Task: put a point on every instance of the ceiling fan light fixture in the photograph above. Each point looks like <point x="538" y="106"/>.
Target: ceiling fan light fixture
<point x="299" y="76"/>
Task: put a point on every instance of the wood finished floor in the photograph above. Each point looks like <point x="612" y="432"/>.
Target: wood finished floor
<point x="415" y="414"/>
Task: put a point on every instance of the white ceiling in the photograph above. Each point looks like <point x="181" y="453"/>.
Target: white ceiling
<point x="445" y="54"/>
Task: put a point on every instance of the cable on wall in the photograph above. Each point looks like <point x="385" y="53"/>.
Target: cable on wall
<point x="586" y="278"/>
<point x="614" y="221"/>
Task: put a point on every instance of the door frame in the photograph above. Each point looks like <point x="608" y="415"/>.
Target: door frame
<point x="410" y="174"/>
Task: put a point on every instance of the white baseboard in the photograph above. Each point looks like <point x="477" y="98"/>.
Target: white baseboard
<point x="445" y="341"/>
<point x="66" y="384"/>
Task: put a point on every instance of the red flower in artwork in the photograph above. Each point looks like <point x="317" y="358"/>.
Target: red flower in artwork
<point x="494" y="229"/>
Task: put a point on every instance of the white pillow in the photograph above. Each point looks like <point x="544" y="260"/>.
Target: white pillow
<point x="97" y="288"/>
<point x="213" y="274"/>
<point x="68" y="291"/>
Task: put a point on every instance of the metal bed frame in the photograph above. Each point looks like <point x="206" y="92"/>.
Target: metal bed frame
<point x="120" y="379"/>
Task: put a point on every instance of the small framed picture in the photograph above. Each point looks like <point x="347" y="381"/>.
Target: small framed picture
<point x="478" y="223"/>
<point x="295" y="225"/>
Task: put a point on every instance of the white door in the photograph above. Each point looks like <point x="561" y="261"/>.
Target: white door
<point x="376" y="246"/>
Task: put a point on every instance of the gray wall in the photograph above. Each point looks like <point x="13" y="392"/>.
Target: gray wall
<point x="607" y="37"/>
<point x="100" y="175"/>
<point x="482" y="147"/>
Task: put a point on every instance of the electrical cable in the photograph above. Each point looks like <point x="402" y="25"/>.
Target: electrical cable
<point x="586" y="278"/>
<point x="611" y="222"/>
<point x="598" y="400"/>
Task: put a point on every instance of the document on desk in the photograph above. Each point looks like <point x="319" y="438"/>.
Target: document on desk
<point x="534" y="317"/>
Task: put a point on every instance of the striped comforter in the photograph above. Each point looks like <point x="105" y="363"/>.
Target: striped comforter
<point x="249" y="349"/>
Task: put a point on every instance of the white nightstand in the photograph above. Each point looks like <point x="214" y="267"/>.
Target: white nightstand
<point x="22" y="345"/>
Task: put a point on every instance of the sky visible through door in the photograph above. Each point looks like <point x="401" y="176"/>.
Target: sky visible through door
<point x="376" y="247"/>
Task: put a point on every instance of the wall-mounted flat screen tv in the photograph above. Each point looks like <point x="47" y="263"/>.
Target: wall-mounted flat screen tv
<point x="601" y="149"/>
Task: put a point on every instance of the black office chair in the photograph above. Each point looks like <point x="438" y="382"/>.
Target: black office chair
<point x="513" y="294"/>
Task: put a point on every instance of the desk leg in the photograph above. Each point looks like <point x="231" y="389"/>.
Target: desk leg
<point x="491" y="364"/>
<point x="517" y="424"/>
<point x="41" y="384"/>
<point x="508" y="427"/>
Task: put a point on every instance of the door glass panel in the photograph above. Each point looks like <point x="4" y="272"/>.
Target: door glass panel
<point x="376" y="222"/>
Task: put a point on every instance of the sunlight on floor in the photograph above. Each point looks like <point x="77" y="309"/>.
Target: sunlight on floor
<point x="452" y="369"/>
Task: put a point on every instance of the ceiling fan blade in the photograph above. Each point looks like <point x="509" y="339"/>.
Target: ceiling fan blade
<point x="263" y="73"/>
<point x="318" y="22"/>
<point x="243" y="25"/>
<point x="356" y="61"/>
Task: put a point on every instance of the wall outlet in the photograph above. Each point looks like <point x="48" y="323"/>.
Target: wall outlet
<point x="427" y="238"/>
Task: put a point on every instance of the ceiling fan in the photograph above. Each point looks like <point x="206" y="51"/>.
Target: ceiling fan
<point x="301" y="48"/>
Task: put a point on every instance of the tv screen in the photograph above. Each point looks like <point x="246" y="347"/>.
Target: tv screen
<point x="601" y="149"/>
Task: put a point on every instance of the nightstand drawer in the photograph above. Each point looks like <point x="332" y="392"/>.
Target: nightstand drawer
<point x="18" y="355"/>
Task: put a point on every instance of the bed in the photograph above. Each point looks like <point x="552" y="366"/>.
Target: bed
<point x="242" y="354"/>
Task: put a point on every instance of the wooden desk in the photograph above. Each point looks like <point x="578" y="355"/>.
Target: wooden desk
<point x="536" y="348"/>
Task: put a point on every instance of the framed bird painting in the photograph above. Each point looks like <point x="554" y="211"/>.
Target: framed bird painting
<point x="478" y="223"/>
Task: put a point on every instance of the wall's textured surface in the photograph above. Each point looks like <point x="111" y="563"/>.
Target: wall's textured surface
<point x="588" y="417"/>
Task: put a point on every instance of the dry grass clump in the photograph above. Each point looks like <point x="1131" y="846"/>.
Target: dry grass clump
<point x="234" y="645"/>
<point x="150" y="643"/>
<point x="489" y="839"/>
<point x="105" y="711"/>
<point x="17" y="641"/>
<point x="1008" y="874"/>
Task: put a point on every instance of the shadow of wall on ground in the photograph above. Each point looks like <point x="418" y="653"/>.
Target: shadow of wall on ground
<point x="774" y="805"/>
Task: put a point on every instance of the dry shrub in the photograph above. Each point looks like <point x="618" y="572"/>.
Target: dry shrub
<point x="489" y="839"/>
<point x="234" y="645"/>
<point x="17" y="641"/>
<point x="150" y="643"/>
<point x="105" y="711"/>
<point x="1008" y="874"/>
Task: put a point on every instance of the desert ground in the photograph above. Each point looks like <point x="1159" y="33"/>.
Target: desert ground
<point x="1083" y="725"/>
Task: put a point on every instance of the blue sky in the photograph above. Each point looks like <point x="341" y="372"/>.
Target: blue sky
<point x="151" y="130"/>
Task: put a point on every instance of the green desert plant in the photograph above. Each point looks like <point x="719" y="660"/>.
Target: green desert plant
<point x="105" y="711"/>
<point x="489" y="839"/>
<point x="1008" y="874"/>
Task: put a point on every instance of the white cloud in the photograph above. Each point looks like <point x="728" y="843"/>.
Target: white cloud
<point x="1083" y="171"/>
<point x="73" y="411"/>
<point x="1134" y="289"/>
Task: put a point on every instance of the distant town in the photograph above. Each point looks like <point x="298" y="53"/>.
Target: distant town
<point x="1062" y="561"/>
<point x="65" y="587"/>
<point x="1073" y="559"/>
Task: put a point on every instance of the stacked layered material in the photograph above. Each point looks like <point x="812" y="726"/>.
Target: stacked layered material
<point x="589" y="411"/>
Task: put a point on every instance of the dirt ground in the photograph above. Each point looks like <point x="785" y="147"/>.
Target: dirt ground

▶ **TASK TO COMPLETE**
Copy the entries above exactly, leaving none out.

▶ **SOLUTION**
Task: put a point on every instance of the ceiling fan light fixture in the photograph above. Each point looks like <point x="538" y="106"/>.
Target: ceiling fan light fixture
<point x="299" y="76"/>
Task: put a point on every instance of the wood finished floor in the photograph above. Each point looks like <point x="612" y="432"/>.
Target: wood finished floor
<point x="415" y="414"/>
Task: put a point on every instance of the white ceiling in the photograph above. Each point looks like <point x="181" y="453"/>.
Target: white ceiling
<point x="445" y="54"/>
Task: put a point on every instance of the cable on wall in the photograph above. Each point looks like <point x="385" y="53"/>.
Target: cable on wall
<point x="586" y="278"/>
<point x="614" y="221"/>
Task: put a point on every instance of the door frame in the photograph above. Each point looks like <point x="608" y="415"/>.
Target: door frame
<point x="410" y="174"/>
Task: put a point on every instance of the white baseboard in the photograph above. Each point looks like <point x="477" y="98"/>.
Target: white baseboard
<point x="445" y="341"/>
<point x="66" y="384"/>
Task: put a point on every instance of the red flower in artwork in the photograph above. Each point looks like <point x="317" y="358"/>.
Target: red flower in artwork
<point x="494" y="229"/>
Task: put a point on every instance of the white pillow in the photograph above. Each point looks like <point x="544" y="260"/>.
Target: white pillow
<point x="97" y="288"/>
<point x="213" y="274"/>
<point x="68" y="291"/>
Task: put a point on every instance of the metal bed frame in the photograph above. Each point looks like <point x="206" y="92"/>.
Target: metal bed frame
<point x="120" y="379"/>
Task: put a point on every instance of the small framed picture in the photograph above. Each point looks like <point x="347" y="381"/>.
Target: small framed picture
<point x="478" y="223"/>
<point x="295" y="225"/>
Task: put a point on every instance of the white door in the photograph above. Each point looks like <point x="561" y="261"/>.
Target: white door
<point x="376" y="246"/>
Task: put a point on every instance of the gray wall in the photograph above. Each point looks like <point x="13" y="392"/>.
Target: gray wall
<point x="607" y="37"/>
<point x="100" y="175"/>
<point x="482" y="147"/>
Task: put a point on every instance of the electrical cable in the photograph above. Each point looks like <point x="402" y="25"/>.
Target: electrical cable
<point x="586" y="278"/>
<point x="611" y="222"/>
<point x="598" y="400"/>
Task: put a point on every instance of the document on desk in the photograph above. Each point looks like <point x="319" y="438"/>.
Target: document on desk
<point x="534" y="317"/>
Task: put a point on every instance of the striped comforter in the photograph above. Each point looks like <point x="105" y="363"/>.
Target: striped comforter
<point x="249" y="349"/>
Task: put a point on every instance of the white nightstand in the photograph above. Each point looks like <point x="214" y="267"/>.
Target: white nightstand
<point x="22" y="345"/>
Task: put a point on every instance of the sky visible through door in the photograph above. Each point looks like <point x="401" y="176"/>.
Target: sky visible through door
<point x="376" y="247"/>
Task: put a point on every instance of the wall-mounted flat screen tv in the photograph above. Each point looks like <point x="47" y="263"/>.
Target: wall-mounted flat screen tv
<point x="601" y="149"/>
Task: put a point on every instance of the black office chair in the photograph above. Each point looks like <point x="438" y="382"/>.
Target: black office chair
<point x="513" y="294"/>
Task: put a point on every instance of the desk leg in the photograph above. Each point looks like <point x="231" y="389"/>.
Target: desk leg
<point x="491" y="364"/>
<point x="517" y="424"/>
<point x="41" y="384"/>
<point x="508" y="427"/>
Task: put a point on every instance of the door glass panel in the photograph above. Each point looks like <point x="4" y="272"/>.
Target: door glass panel
<point x="376" y="222"/>
Task: put a point on every instance of the sunlight on floor in the photograph above. Each point looks like <point x="77" y="309"/>.
Target: sunlight on floor
<point x="452" y="369"/>
Task: put a point on every instance of the ceiling fan blade in the photograph above. Each point looks like <point x="509" y="339"/>.
Target: ceiling fan blade
<point x="263" y="73"/>
<point x="318" y="22"/>
<point x="243" y="25"/>
<point x="356" y="61"/>
Task: put a point on every instance of the wall outlet in the photograph above. Each point looks like <point x="48" y="323"/>.
Target: wall outlet
<point x="427" y="238"/>
Task: put a point on every instance of the ceiling fan in the photograph above. Each point looks like <point x="206" y="51"/>.
Target: ceiling fan
<point x="301" y="48"/>
Task: put a point on every instance of the tv screen in the photograph above. Each point looks like <point x="246" y="347"/>.
Target: tv screen
<point x="601" y="149"/>
Task: put a point on every instance of the nightstand drawer in the photograph above. Each point looks like <point x="332" y="392"/>.
Target: nightstand drawer
<point x="18" y="355"/>
Task: put a point on every instance of the bed in the photograph above. Each point looks like <point x="552" y="366"/>.
Target: bed
<point x="242" y="354"/>
Task: put a point on every instance of the wooden desk in the photograph above. Each point looks like <point x="578" y="355"/>.
Target: wooden desk
<point x="536" y="348"/>
Task: put a point on every instance of the framed bird painting in the photograph above. Each point looks like <point x="554" y="211"/>.
Target: framed bird painting
<point x="478" y="223"/>
Task: put a point on every instance of the wall's textured surface in the photograph above. Each point looks like <point x="111" y="563"/>.
Target: wall's textured surface
<point x="588" y="417"/>
Task: put a point on every instance of the dry grass clump in the photograph above. Each point looks like <point x="1131" y="846"/>.
Target: dry grass clump
<point x="234" y="645"/>
<point x="150" y="643"/>
<point x="489" y="839"/>
<point x="105" y="711"/>
<point x="17" y="641"/>
<point x="1008" y="874"/>
Task: put a point on every instance of the shadow of wall on ground in the photograph above. Each point looks like <point x="418" y="653"/>.
Target: shadow of wall on ground
<point x="774" y="805"/>
Task: put a point on every instance of the dry shrub in the photograph above. Each point looks like <point x="618" y="572"/>.
Target: dry shrub
<point x="489" y="839"/>
<point x="234" y="645"/>
<point x="17" y="641"/>
<point x="150" y="643"/>
<point x="105" y="711"/>
<point x="1008" y="874"/>
Task: put a point on every instance of the desert ground in the photograph above. Each point looks like <point x="1159" y="33"/>.
Target: desert ground
<point x="1083" y="725"/>
Task: put a point on every instance of the blue sky in the photograph above. Each point looks like <point x="341" y="372"/>.
Target: blue sky
<point x="151" y="130"/>
Task: put a point on every instance of the green desert plant in the photograph above. Each point looks like <point x="719" y="660"/>.
Target: green desert plant
<point x="105" y="711"/>
<point x="489" y="839"/>
<point x="1008" y="874"/>
Task: put a point on every instance of the white cloud in the photograph above. Each point looks like <point x="728" y="843"/>.
Target: white cloud
<point x="1083" y="171"/>
<point x="73" y="411"/>
<point x="1134" y="289"/>
Task: put a point on every instance of the distant town in the photograph above. Each point looks like <point x="298" y="53"/>.
Target: distant town
<point x="1062" y="561"/>
<point x="65" y="587"/>
<point x="1073" y="559"/>
Task: put a point on every instance of the stacked layered material in the photograph above. Each point looks like <point x="812" y="726"/>.
Target: stacked layered material
<point x="589" y="411"/>
Task: put a point on every instance of the dirt ground in the photograph above. Each point looks like <point x="785" y="147"/>.
Target: dirt ground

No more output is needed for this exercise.